§ Work request:
Among the entries below, one line contains "instance of the cap" and another contains "the black sneaker". Transcribe those two lines and every line between them, exactly.

Provided material below:

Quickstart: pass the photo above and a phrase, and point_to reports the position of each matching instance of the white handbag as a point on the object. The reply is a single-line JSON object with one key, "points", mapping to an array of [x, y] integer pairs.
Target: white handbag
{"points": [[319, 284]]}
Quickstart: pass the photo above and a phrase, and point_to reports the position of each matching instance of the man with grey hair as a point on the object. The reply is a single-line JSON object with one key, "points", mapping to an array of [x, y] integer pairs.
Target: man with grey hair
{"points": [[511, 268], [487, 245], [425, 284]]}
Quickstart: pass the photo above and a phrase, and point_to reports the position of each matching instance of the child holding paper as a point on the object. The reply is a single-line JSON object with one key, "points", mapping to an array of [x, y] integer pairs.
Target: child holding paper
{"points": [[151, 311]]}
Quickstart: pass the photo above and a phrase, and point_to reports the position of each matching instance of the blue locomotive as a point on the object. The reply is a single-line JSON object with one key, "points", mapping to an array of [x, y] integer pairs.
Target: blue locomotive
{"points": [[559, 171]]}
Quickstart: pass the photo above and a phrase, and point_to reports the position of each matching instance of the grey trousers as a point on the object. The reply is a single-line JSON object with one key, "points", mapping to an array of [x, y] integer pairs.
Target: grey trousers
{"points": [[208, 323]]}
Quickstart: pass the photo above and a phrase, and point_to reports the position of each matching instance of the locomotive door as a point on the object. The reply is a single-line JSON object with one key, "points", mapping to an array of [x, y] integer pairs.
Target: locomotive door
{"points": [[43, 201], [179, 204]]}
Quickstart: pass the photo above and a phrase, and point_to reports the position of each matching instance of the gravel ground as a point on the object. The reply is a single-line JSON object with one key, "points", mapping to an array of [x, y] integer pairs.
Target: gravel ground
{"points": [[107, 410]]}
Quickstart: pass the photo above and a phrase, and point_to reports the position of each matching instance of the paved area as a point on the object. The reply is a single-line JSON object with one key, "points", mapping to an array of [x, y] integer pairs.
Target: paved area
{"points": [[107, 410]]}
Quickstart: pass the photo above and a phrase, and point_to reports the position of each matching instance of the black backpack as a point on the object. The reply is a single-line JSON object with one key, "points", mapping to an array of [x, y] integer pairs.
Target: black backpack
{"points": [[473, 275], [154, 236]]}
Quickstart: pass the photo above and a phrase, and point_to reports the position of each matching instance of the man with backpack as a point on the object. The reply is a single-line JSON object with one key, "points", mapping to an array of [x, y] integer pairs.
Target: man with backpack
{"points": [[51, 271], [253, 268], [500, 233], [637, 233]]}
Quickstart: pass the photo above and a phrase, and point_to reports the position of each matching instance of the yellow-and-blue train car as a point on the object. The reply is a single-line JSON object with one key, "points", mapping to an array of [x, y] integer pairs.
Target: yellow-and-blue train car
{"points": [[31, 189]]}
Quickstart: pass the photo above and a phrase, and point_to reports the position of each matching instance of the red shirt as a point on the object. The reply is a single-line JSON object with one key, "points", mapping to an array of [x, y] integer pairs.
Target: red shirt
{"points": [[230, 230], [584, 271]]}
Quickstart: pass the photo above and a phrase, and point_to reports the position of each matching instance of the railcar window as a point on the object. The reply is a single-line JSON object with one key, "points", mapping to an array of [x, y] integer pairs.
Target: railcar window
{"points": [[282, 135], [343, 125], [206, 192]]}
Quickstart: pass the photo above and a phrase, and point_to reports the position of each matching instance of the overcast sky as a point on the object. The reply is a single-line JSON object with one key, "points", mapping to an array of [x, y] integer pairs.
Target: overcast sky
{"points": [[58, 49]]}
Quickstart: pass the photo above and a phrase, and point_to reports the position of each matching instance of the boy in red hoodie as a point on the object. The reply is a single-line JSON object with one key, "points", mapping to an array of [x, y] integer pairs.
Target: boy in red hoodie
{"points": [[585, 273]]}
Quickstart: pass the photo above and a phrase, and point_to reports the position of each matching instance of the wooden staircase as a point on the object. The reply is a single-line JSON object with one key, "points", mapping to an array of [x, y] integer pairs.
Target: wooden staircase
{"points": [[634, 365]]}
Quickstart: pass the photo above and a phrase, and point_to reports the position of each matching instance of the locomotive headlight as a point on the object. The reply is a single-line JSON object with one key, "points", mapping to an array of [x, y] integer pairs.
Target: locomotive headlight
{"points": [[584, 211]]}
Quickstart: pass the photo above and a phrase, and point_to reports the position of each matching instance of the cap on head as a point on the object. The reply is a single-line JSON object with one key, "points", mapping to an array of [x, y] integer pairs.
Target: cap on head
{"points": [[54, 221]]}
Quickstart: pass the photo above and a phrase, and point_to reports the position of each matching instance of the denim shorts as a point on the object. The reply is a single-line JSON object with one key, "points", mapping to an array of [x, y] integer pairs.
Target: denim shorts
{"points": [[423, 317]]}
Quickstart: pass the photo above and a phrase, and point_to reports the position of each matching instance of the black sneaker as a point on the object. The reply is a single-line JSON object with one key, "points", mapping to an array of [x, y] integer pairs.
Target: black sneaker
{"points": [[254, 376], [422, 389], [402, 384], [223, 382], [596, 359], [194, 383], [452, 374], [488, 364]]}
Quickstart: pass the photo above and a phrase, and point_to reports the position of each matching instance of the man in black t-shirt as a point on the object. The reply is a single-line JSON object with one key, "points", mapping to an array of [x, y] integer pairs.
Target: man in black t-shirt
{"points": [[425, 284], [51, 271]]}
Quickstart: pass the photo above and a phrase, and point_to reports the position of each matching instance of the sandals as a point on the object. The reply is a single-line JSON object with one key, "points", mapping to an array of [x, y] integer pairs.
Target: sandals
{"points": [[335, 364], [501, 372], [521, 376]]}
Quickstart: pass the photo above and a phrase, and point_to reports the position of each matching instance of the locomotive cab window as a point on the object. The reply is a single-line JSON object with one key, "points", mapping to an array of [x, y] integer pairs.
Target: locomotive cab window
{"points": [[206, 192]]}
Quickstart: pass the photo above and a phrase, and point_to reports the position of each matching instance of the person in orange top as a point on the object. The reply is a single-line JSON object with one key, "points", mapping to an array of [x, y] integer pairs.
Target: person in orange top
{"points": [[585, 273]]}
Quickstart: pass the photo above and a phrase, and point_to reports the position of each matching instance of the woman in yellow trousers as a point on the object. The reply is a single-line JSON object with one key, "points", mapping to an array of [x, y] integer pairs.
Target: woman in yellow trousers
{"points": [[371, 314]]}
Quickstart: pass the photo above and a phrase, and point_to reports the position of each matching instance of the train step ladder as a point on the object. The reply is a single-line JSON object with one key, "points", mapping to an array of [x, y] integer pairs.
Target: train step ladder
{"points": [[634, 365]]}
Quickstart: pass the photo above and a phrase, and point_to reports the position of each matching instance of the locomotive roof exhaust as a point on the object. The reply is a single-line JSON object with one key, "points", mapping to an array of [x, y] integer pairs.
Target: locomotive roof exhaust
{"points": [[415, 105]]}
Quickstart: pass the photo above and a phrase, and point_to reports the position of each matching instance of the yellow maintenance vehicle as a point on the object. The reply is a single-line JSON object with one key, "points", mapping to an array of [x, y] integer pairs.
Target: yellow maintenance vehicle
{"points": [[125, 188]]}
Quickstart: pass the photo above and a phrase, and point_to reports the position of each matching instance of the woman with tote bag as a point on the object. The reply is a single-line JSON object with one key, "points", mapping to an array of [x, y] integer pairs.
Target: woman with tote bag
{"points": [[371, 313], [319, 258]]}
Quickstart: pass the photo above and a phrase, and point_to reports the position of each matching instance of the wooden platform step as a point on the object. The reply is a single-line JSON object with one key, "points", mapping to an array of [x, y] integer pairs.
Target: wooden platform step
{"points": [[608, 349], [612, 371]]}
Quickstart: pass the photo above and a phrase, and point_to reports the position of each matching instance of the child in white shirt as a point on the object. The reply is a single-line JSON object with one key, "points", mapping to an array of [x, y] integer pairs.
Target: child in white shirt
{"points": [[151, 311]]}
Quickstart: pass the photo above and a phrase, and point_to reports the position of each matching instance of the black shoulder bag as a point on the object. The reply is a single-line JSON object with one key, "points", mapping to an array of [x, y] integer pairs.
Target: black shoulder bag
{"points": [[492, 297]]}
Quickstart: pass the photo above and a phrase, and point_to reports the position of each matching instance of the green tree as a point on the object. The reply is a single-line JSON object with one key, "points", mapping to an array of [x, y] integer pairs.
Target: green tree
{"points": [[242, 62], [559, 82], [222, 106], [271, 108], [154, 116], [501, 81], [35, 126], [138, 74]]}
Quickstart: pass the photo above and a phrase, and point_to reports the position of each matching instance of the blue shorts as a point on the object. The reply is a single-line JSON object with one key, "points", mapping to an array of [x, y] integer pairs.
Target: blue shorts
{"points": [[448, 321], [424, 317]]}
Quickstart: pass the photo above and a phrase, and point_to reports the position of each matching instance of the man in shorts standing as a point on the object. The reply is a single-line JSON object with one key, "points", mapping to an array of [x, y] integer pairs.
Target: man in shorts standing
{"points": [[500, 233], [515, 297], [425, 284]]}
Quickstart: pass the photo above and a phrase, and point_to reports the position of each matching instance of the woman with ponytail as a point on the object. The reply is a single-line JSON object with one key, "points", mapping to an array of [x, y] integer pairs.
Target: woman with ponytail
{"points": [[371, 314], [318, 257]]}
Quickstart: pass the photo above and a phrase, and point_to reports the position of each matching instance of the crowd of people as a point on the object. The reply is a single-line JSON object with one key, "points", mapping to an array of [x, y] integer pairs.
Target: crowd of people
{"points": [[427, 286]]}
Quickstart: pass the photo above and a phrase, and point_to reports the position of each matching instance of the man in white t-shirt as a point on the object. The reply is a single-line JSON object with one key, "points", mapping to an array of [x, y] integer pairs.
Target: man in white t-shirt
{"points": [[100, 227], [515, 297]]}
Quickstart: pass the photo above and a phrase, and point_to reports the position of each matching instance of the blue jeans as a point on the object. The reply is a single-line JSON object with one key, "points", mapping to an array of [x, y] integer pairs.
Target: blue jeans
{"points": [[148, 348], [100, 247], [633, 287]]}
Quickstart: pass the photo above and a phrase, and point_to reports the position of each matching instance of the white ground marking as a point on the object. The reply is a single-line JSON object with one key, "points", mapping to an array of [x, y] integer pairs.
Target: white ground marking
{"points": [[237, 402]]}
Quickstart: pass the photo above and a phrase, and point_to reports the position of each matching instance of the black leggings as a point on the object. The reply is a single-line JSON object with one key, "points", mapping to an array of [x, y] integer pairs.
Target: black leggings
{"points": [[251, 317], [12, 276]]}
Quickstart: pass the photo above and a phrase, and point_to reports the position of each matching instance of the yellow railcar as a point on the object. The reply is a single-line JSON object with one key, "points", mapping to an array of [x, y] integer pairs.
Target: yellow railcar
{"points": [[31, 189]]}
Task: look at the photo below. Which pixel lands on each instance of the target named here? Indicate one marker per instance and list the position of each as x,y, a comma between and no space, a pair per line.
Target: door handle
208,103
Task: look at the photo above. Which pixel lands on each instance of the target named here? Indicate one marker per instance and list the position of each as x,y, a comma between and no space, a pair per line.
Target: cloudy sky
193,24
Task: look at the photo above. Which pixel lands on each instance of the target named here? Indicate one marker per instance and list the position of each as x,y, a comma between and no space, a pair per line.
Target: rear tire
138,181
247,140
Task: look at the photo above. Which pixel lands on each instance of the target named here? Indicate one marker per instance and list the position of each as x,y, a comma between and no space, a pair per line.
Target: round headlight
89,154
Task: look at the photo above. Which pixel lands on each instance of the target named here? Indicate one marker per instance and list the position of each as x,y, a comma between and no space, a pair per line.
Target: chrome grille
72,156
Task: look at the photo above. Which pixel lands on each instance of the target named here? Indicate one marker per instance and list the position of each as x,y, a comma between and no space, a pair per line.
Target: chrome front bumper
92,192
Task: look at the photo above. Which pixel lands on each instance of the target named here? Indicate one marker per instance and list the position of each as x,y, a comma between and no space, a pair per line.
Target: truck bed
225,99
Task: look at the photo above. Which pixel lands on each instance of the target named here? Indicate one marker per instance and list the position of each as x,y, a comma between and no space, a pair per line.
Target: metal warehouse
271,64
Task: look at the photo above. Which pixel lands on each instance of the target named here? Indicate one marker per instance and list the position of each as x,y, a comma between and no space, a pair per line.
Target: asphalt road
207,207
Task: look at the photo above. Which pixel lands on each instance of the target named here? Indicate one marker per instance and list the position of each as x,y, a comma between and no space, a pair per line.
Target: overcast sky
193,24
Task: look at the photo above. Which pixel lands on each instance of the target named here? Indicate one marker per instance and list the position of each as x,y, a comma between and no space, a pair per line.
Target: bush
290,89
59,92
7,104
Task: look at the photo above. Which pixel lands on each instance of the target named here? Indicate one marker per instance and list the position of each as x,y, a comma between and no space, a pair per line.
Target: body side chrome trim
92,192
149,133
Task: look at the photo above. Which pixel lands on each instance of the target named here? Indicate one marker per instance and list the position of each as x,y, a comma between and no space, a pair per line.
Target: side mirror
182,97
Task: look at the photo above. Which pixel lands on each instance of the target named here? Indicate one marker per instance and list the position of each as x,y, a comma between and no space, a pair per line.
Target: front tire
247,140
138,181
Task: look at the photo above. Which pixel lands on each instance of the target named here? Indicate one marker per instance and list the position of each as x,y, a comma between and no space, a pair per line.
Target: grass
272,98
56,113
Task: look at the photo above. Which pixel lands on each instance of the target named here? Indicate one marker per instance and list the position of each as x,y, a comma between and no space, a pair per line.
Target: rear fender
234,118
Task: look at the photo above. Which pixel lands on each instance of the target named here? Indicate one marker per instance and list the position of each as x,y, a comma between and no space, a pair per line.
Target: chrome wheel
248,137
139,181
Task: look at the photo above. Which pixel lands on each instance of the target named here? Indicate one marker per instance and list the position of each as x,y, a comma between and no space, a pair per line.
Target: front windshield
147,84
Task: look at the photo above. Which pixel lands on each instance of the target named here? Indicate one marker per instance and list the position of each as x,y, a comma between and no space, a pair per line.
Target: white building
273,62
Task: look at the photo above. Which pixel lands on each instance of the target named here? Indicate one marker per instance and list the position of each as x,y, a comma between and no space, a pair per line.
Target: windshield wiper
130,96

End of Provided material.

§ Finished task:
Quickstart: pass the photo above and a phrase, and point_to reports the position of each matching instance of the cap on head as a point on the object. The reply is a single-line JSON object with one key, "points", mapping to an array of [x, y] integer pairs.
Target: cap on head
{"points": [[54, 221]]}
Quickstart: pass the photo above and a phrase, and point_to reports the position of each matching instance of the denim shorts as a point on the object. The reply is a single-line JSON object with one key, "points", mapping to an array of [x, y] integer pairs.
Target: denim shorts
{"points": [[423, 317]]}
Quickstart: pass the photo above and a phrase, and point_to reports the position of each matching instance of the black sneaker as a point on the object. The reply is a single-line JSON object with one key, "points", mapping to an array of [x, y] integer pairs.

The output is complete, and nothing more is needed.